GOAL OF THE EXERCISE> Find every line in the material below that contains the string "child", and copy each of those lines. Case counts.

DATA FOR THIS EXERCISE>
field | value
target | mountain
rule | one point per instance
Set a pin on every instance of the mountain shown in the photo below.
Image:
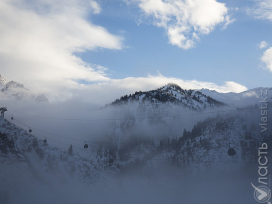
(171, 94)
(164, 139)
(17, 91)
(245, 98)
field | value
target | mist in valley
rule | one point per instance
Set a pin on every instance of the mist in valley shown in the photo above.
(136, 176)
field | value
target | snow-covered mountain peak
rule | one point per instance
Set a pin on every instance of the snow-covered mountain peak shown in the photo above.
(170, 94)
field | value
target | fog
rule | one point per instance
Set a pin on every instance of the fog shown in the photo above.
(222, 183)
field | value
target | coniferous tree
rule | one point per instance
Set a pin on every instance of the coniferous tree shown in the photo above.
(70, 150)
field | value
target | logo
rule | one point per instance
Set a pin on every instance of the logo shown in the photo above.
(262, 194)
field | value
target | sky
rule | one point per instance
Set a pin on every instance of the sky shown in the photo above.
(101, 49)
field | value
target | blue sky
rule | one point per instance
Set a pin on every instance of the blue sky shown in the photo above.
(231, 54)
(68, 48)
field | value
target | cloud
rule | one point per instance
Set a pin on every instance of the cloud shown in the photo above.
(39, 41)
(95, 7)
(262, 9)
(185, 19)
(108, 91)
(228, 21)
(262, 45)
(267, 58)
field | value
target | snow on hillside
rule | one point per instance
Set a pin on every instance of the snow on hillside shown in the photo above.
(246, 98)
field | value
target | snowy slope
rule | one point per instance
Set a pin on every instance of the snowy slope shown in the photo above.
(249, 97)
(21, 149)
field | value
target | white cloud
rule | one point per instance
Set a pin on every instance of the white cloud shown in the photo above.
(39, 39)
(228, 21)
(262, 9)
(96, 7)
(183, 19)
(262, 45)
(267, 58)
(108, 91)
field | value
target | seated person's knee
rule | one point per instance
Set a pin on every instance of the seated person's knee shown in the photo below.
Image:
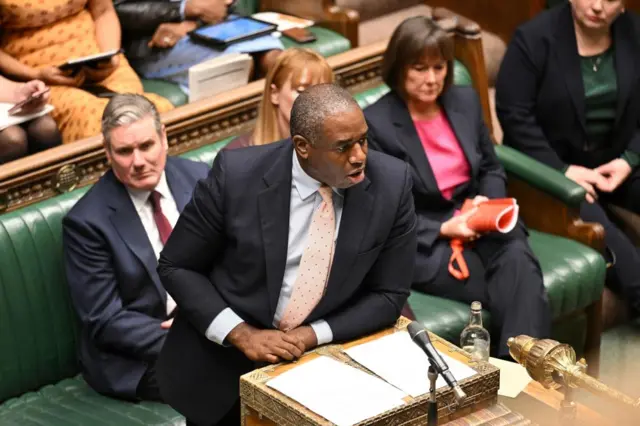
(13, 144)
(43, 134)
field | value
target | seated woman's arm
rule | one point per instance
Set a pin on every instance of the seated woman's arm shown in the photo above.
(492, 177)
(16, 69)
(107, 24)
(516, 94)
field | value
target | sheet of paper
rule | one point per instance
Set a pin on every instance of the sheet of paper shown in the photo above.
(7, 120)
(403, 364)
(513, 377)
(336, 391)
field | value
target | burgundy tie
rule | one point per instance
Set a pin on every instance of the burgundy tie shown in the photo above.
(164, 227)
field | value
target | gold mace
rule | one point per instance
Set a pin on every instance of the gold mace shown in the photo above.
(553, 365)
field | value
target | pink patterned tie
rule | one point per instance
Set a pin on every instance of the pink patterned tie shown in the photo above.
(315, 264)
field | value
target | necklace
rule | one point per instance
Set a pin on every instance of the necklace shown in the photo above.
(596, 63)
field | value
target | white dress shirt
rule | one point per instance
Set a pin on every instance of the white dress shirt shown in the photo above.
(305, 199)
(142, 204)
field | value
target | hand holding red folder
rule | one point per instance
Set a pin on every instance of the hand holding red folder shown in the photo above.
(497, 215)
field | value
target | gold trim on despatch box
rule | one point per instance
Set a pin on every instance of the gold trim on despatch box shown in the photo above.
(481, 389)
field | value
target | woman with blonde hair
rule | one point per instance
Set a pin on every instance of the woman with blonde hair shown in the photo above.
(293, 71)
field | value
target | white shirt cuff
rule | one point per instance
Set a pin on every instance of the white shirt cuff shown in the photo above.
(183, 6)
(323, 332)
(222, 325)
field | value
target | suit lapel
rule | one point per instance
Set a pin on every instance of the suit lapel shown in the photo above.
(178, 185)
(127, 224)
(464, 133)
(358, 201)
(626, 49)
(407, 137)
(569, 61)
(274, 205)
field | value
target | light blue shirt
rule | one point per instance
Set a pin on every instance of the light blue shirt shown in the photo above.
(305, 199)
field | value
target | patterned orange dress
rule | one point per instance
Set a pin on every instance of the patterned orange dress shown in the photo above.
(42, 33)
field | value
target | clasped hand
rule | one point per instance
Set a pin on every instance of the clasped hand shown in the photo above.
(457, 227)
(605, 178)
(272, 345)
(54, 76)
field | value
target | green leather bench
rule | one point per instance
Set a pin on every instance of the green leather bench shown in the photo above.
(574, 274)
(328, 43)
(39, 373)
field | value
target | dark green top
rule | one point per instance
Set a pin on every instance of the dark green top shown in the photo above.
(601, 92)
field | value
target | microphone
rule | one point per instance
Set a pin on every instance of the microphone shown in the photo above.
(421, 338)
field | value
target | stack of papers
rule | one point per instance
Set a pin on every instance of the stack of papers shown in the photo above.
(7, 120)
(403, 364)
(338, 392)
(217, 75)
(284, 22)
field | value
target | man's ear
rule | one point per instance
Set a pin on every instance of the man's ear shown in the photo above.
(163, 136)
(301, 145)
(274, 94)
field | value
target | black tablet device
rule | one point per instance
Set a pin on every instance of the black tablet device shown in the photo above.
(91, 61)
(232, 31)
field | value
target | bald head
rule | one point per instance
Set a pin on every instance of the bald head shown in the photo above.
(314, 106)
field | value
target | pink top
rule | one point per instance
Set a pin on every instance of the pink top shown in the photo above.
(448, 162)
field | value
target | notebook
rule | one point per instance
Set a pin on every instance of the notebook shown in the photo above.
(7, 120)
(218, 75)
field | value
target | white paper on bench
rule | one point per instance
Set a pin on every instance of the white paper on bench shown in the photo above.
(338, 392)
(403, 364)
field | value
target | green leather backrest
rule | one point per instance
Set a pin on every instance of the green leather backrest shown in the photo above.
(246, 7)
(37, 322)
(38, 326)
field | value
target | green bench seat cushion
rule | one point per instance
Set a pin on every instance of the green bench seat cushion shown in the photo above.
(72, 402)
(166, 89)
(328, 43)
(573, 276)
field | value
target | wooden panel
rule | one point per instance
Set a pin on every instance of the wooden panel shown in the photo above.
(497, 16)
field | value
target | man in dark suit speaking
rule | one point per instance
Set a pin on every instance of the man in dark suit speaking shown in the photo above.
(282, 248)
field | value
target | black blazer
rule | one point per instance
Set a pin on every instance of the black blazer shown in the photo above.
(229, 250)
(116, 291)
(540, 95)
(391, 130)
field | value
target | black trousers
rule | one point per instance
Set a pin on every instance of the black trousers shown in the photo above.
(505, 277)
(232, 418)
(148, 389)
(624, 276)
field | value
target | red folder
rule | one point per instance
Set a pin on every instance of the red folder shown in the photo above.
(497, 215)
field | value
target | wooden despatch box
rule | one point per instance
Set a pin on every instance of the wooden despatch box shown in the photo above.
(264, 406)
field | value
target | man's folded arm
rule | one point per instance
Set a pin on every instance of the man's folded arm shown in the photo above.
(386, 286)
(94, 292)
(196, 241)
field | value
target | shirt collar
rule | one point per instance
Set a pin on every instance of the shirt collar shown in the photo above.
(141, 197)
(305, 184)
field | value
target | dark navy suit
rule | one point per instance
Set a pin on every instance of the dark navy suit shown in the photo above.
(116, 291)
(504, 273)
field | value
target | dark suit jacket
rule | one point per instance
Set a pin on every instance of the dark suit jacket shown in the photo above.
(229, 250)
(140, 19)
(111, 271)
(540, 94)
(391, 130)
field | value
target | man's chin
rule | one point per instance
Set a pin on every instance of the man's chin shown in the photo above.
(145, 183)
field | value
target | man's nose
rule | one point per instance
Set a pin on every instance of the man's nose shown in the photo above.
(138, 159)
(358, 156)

==

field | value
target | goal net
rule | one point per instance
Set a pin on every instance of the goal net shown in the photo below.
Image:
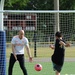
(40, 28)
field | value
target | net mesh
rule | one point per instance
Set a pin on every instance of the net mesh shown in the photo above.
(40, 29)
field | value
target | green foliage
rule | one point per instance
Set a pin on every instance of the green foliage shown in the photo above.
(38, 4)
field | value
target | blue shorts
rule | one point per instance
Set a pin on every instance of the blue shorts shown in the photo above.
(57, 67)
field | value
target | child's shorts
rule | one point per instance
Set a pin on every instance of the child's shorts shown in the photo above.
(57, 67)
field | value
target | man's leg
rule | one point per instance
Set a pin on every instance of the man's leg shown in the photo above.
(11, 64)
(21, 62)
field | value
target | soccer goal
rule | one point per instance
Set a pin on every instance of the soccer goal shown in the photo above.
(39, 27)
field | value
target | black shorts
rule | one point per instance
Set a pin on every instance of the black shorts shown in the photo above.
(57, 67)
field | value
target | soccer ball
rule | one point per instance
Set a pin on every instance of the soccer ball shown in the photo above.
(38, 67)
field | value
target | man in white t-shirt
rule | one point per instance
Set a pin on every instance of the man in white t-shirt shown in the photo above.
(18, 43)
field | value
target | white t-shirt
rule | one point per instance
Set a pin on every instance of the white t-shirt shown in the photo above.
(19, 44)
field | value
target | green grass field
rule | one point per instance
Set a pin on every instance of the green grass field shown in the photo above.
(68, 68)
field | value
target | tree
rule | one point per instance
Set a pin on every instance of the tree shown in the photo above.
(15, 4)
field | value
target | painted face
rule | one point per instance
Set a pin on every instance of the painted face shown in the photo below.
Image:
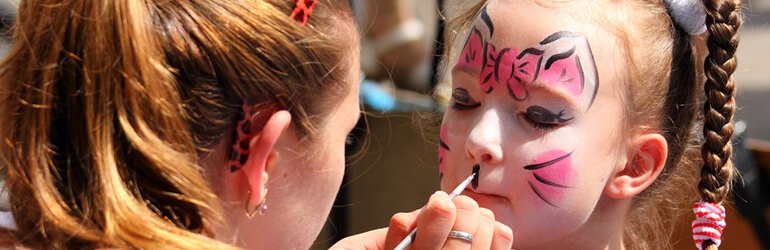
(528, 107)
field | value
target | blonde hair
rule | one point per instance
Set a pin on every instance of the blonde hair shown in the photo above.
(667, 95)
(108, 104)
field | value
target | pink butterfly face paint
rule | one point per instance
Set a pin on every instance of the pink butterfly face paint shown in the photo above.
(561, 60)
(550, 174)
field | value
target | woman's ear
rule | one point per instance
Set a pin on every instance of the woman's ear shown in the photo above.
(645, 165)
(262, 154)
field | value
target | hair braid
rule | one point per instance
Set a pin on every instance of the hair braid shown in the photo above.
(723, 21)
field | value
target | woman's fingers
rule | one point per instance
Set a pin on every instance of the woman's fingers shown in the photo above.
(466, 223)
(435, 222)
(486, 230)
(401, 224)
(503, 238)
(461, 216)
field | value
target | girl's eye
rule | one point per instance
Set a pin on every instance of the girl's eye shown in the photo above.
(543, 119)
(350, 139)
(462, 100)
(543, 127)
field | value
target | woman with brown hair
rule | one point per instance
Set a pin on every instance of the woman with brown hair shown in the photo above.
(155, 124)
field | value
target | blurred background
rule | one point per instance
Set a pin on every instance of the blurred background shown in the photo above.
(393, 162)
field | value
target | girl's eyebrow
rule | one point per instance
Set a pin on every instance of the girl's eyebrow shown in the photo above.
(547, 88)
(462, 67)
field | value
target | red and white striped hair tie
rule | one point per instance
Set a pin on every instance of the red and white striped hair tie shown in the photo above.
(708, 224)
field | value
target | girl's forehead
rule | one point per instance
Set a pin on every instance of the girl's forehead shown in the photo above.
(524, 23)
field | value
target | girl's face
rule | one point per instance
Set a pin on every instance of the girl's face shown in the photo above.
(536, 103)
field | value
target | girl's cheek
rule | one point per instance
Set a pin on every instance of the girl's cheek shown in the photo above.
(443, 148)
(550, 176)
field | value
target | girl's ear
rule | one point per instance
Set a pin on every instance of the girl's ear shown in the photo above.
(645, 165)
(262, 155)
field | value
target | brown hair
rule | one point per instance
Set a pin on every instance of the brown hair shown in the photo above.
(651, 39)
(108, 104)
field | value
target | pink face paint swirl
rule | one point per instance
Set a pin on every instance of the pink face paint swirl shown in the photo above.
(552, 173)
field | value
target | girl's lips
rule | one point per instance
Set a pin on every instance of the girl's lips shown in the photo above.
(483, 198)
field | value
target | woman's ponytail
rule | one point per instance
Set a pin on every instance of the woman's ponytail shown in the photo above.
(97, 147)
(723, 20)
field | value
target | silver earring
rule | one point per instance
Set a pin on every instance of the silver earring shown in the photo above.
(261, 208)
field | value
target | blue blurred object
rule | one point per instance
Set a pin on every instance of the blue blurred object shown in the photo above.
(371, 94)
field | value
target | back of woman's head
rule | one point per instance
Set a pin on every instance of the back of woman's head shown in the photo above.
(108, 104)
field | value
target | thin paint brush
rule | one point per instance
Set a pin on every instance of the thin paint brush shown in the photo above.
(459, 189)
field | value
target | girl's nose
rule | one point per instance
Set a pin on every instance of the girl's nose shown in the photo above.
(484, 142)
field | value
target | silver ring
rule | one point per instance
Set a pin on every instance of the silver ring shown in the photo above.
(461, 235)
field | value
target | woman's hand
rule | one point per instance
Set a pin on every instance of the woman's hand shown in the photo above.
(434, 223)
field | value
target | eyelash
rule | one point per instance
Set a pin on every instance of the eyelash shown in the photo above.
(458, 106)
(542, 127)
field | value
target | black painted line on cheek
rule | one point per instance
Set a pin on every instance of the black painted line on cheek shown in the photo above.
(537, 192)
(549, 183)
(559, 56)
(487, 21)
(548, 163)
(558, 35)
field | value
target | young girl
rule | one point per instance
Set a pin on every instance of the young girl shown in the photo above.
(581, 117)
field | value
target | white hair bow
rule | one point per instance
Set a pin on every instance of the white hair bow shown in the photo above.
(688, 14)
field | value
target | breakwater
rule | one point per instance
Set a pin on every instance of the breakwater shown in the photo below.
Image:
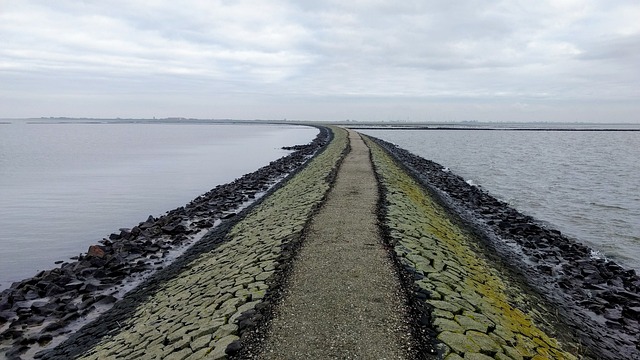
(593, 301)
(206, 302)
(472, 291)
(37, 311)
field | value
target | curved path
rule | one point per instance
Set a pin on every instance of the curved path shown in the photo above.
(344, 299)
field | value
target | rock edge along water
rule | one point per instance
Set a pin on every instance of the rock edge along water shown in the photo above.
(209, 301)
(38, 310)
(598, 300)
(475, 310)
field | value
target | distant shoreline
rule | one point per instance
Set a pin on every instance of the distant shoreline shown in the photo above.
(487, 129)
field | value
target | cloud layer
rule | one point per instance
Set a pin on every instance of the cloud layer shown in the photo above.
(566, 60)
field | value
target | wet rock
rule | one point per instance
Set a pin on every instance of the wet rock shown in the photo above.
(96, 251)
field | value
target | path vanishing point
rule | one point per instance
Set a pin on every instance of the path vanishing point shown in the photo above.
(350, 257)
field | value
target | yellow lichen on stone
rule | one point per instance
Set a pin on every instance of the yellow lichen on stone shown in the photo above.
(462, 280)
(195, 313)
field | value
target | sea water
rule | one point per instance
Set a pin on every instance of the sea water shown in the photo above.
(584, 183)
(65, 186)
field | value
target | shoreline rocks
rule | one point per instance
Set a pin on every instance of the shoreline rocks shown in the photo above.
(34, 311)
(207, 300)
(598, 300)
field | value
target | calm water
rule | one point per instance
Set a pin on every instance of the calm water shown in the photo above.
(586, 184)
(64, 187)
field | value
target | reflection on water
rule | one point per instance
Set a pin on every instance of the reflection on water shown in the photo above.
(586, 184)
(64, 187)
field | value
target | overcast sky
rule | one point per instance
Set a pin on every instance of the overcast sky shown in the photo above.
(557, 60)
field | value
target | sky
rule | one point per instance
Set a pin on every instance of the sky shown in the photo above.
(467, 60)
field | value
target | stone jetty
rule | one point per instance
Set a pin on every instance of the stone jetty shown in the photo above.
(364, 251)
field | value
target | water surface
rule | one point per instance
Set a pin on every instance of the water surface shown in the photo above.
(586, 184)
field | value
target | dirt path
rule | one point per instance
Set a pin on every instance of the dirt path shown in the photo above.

* * *

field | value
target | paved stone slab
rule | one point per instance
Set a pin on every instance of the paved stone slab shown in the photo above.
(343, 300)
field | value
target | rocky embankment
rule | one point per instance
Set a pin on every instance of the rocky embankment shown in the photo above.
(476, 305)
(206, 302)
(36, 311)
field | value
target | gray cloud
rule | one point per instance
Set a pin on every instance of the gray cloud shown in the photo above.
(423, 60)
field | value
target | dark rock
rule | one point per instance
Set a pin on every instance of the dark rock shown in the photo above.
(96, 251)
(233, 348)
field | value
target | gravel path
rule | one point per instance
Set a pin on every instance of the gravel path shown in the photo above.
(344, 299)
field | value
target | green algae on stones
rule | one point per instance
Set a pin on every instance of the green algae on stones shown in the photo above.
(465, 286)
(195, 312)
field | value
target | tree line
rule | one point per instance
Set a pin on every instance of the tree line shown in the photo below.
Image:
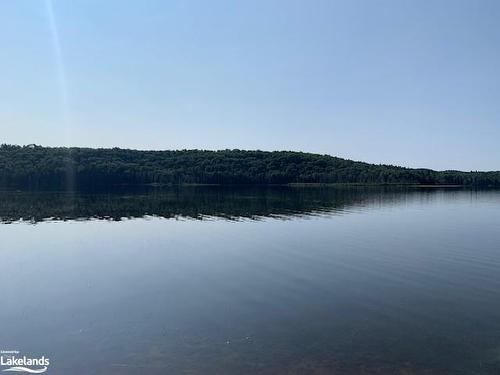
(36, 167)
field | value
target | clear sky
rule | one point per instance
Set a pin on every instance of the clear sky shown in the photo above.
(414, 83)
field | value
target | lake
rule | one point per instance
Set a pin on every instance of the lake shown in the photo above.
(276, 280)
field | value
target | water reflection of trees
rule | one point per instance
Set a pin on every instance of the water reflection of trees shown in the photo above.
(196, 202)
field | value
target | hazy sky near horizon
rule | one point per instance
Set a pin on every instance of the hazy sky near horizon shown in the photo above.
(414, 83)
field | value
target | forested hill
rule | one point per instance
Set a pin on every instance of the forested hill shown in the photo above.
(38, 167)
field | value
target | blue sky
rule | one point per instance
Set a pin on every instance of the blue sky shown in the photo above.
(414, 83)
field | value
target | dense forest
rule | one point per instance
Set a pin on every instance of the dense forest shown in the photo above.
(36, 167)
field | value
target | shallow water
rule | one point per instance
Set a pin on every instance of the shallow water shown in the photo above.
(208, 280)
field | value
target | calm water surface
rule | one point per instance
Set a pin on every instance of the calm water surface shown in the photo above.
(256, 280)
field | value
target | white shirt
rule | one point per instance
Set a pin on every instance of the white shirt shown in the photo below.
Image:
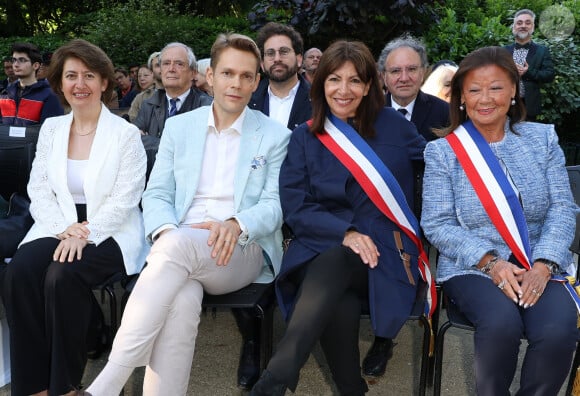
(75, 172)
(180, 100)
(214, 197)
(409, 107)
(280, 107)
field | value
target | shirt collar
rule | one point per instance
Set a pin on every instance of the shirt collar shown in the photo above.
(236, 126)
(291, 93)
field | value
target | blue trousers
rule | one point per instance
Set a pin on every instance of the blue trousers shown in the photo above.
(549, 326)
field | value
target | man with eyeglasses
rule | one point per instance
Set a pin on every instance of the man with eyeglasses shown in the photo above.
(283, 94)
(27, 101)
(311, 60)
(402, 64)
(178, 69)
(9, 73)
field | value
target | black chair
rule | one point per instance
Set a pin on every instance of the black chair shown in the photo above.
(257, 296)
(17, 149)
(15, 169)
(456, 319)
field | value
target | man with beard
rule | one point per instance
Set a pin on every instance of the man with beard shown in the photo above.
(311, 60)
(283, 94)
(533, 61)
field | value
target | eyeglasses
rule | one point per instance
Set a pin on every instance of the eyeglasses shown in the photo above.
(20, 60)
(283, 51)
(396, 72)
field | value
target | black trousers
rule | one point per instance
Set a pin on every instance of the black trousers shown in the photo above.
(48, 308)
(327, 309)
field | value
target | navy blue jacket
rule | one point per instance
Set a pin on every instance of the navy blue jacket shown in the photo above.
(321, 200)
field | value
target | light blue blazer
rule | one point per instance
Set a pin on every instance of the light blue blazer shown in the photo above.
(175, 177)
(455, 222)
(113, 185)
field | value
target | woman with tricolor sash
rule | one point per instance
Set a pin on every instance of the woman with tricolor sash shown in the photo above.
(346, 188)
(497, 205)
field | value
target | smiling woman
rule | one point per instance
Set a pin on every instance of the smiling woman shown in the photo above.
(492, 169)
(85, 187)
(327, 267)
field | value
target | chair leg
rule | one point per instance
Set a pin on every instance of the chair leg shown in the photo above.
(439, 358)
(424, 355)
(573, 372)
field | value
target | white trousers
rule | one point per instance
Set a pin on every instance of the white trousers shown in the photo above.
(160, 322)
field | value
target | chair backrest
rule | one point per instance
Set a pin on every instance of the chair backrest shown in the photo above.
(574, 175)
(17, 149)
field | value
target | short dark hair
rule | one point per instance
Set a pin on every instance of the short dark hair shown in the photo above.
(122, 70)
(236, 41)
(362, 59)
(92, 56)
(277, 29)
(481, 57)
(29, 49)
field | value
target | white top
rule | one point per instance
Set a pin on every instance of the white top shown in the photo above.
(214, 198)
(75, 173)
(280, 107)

ANSWER BELOW>
target | child's shorts
Set a pin on every instance of the child's shorts shown in the photo above.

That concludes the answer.